---------- Dataset rows

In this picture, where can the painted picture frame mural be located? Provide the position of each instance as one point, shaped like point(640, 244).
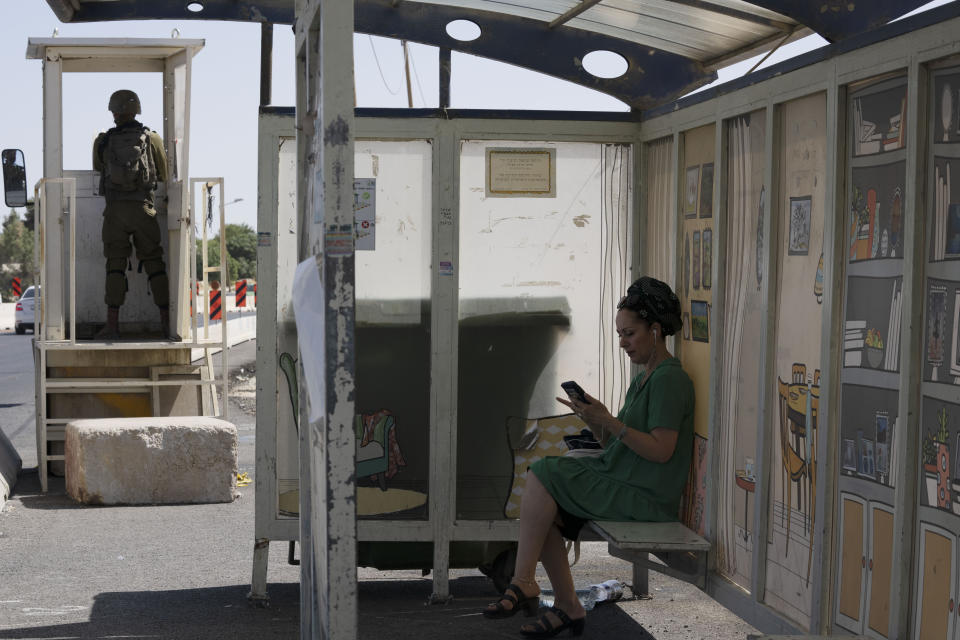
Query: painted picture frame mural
point(940, 485)
point(706, 279)
point(941, 340)
point(800, 210)
point(699, 321)
point(706, 190)
point(691, 192)
point(875, 228)
point(879, 119)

--------------------

* Task directions
Could you reproduce the data above with every "mural" swapped for "wall painting", changing nothing else and leaving the picture out?

* The response
In this picture, where can the painted picture frame wall painting be located? Provide the position of each instance as one point, shaped like point(640, 244).
Query: painted picture frame wall painting
point(940, 485)
point(706, 279)
point(941, 340)
point(800, 210)
point(699, 321)
point(706, 190)
point(691, 192)
point(875, 228)
point(879, 119)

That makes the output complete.